Top of Record extracts
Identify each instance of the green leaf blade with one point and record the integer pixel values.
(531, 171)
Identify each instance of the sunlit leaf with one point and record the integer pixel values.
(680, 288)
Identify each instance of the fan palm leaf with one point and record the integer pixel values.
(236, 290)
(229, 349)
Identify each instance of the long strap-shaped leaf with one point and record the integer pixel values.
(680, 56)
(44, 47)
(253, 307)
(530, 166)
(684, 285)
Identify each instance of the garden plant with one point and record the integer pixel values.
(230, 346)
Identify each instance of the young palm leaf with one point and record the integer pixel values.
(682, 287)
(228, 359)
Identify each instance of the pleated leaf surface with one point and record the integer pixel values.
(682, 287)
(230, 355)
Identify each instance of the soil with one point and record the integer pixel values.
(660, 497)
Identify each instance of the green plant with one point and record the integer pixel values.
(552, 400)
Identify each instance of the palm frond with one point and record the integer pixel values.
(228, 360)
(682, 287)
Bottom of Record extracts
Top of Record extracts
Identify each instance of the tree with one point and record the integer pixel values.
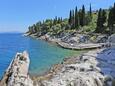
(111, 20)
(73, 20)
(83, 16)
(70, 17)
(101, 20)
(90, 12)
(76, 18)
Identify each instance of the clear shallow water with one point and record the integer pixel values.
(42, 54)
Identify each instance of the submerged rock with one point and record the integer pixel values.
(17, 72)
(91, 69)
Bottom of Record extracts
Top of Record extracts
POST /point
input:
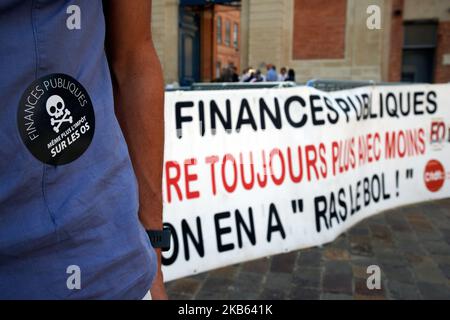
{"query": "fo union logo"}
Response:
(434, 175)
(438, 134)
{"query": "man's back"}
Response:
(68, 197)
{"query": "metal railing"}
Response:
Bottom of Record extracts
**What to produce:** Which lines in the records above hold the string "query"? Copy each of them.

**The answer:**
{"query": "fo union logo"}
{"query": "man's back"}
{"query": "metal railing"}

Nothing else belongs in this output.